==== Dataset

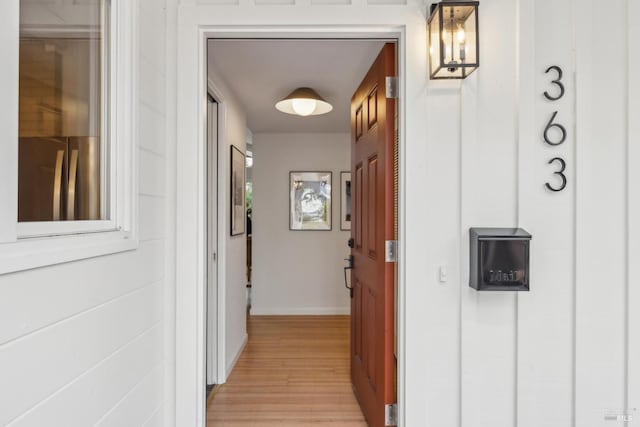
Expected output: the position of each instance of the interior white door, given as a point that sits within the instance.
(212, 241)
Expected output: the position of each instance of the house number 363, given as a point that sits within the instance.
(554, 133)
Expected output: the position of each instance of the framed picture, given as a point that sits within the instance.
(310, 200)
(345, 200)
(238, 215)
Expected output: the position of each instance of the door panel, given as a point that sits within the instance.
(373, 366)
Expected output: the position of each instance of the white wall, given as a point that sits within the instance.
(297, 272)
(567, 351)
(81, 343)
(233, 257)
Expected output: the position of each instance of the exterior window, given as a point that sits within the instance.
(63, 143)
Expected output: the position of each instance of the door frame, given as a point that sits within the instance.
(212, 209)
(190, 301)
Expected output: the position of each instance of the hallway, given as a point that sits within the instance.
(294, 371)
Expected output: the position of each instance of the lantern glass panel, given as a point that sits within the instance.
(434, 41)
(453, 40)
(471, 38)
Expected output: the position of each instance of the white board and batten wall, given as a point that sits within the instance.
(91, 341)
(566, 353)
(297, 272)
(83, 343)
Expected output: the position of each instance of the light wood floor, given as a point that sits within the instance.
(294, 371)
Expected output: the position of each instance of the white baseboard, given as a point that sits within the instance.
(289, 311)
(232, 365)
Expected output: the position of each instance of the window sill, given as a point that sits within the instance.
(26, 254)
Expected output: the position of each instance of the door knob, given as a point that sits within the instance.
(348, 267)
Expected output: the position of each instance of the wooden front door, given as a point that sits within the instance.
(373, 366)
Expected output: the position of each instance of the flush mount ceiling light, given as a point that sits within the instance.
(304, 101)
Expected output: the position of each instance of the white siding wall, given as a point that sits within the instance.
(82, 343)
(297, 272)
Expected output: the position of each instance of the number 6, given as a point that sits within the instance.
(554, 125)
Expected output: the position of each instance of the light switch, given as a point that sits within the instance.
(443, 274)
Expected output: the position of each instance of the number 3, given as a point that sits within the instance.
(560, 173)
(557, 82)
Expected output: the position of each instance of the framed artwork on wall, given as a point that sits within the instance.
(310, 201)
(238, 178)
(345, 201)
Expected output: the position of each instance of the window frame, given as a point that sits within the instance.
(25, 245)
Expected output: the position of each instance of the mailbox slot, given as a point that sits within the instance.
(499, 259)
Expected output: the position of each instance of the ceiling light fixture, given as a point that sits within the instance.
(304, 102)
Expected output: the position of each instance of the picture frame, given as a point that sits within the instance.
(310, 201)
(345, 201)
(237, 190)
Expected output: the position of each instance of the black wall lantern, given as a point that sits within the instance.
(454, 48)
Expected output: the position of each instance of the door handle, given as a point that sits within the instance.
(348, 267)
(71, 192)
(57, 185)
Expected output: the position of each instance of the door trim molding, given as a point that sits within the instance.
(192, 86)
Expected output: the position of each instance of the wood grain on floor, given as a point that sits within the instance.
(294, 371)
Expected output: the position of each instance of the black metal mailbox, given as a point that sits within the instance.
(499, 259)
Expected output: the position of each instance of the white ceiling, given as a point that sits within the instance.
(262, 72)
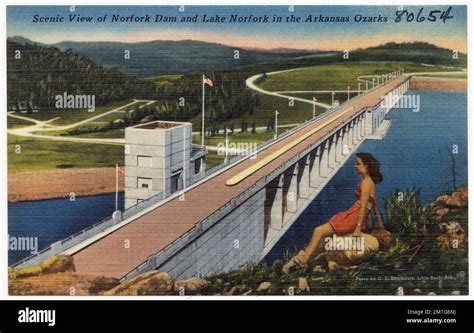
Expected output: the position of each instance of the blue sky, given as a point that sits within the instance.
(312, 35)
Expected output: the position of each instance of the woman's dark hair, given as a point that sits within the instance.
(373, 166)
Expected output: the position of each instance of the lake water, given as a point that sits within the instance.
(413, 154)
(55, 219)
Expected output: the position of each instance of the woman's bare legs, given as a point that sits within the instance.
(317, 240)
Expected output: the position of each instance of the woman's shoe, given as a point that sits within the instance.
(295, 263)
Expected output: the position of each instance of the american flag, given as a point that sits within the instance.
(121, 170)
(207, 81)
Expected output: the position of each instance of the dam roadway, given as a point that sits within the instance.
(116, 252)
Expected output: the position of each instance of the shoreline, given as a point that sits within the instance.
(438, 84)
(60, 183)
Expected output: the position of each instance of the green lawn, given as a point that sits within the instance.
(17, 123)
(40, 154)
(337, 76)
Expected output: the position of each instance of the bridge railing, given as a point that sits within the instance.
(154, 260)
(84, 234)
(62, 245)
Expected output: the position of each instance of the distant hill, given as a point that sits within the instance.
(41, 73)
(174, 57)
(420, 52)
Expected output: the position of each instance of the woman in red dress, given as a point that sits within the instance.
(353, 220)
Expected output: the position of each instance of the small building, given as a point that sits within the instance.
(160, 158)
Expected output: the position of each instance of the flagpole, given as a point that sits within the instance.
(202, 124)
(116, 187)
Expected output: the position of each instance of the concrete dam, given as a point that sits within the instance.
(189, 222)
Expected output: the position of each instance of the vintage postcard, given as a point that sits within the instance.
(237, 150)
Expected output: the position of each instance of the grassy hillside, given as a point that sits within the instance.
(36, 74)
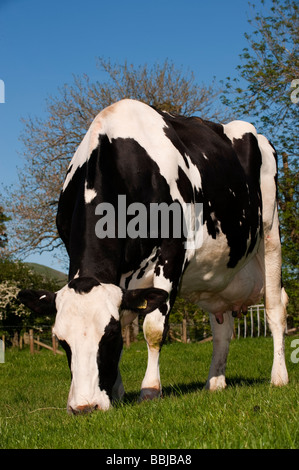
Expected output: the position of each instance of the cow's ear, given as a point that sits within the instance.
(39, 301)
(143, 301)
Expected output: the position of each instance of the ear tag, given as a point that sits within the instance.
(143, 305)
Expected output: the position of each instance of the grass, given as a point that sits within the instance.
(249, 414)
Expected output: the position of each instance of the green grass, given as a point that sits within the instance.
(248, 414)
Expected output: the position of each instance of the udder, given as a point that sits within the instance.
(244, 289)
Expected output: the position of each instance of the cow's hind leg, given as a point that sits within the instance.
(222, 334)
(275, 296)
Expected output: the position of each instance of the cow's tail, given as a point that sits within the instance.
(276, 298)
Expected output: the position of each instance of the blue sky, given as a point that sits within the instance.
(42, 44)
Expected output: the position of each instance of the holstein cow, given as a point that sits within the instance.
(150, 157)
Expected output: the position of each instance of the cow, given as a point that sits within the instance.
(153, 157)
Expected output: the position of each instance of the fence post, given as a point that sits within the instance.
(31, 342)
(2, 350)
(184, 332)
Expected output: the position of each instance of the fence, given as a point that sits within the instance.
(254, 324)
(34, 342)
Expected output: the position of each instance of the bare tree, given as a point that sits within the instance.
(50, 142)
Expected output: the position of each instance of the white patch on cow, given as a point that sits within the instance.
(236, 129)
(81, 321)
(89, 194)
(84, 151)
(134, 120)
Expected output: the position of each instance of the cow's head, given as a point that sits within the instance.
(88, 327)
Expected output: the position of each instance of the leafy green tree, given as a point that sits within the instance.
(51, 142)
(14, 276)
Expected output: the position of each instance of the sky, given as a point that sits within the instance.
(43, 44)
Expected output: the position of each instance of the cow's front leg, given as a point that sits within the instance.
(153, 329)
(222, 331)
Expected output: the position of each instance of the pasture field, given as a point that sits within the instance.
(249, 414)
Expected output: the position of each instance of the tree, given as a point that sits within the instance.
(50, 142)
(14, 276)
(264, 90)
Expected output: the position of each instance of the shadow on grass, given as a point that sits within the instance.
(182, 389)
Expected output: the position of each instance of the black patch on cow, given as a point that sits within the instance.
(226, 175)
(109, 351)
(68, 351)
(83, 285)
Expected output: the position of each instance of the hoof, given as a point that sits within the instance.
(149, 394)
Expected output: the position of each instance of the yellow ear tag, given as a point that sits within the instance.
(144, 305)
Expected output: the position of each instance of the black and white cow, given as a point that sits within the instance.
(151, 157)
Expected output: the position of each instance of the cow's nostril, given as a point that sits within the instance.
(83, 409)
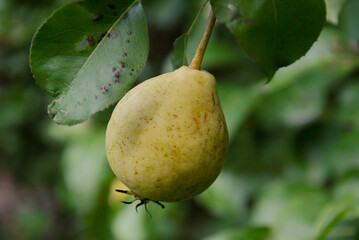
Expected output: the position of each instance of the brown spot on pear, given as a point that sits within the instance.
(159, 164)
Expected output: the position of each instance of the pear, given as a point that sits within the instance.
(167, 137)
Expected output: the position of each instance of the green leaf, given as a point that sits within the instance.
(82, 72)
(275, 33)
(349, 18)
(179, 57)
(329, 217)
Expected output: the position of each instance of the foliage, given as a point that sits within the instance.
(292, 170)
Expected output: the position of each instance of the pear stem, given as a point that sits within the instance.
(198, 56)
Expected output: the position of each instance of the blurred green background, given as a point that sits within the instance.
(292, 169)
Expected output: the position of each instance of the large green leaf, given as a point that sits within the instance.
(88, 54)
(275, 33)
(179, 57)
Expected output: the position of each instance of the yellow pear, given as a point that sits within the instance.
(167, 137)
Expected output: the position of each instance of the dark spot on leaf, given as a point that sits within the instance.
(112, 6)
(97, 16)
(91, 40)
(83, 44)
(103, 89)
(50, 113)
(116, 73)
(114, 35)
(235, 12)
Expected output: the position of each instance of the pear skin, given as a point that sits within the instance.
(167, 137)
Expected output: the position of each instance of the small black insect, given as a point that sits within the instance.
(112, 6)
(116, 73)
(114, 35)
(97, 16)
(103, 89)
(91, 40)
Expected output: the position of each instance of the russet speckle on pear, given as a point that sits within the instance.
(167, 137)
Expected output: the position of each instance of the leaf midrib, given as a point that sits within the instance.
(96, 48)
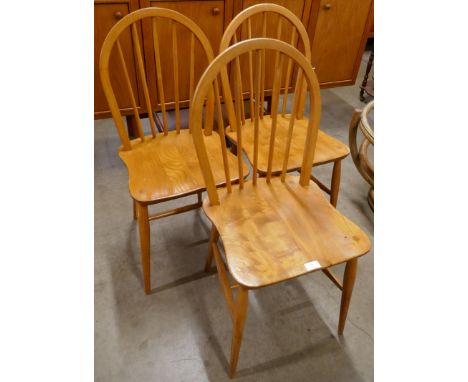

========

- [Action item] What is needed is an exact copy of the lines from the one with "cow's nostril, given" through the end of the data above, both included, minus any pictures.

- [Answer below]
Expected output: the position of each instance of the cow's nostril, given as a point that sits within the instance.
(83, 409)
Expected output: the position of each instance of the brown spot on pear, given as a point that sits within the instance.
(159, 164)
Expected output: the position of each instance of the pear, given as a point that sits within the instance.
(167, 137)
Expected output: the position of each instance of the green leaf, given as a point that sits within the instance.
(82, 72)
(275, 33)
(349, 18)
(179, 57)
(329, 217)
Expected output: the position of each instance of the foliage, given as a point that sits within the instance.
(292, 170)
Expected output: the position of each instance of the pear stem, given as a point that sits within the instance.
(198, 56)
Expected output: the position of each instance of the blurred green background, given as a point that sits within the instance.
(292, 169)
Expected output: the position of each instance of the large green leaf, given as a point that sits within the instance.
(88, 54)
(275, 33)
(179, 57)
Expected output: the position of each instance of the yellow pear, given as a point that sits within the instance.
(167, 137)
Expected output: the position of each instance of the dark spot on leaf, given as a point that sits within the instance.
(112, 6)
(97, 16)
(91, 40)
(83, 44)
(103, 89)
(50, 113)
(116, 73)
(114, 35)
(235, 12)
Expected output: the position of each instance of the pear skin, given as a point that sits within the instance.
(167, 137)
Expected output: the position of each instance of the small black insect, given as a point that sits within the instance.
(112, 6)
(116, 73)
(114, 35)
(97, 16)
(103, 89)
(91, 40)
Expected output: the position of each instance of the russet speckle on pear, given as a point that sits within the instance.
(167, 137)
Expected output: the position of each instance of the leaf midrib, given as a point that sits within the instance.
(96, 48)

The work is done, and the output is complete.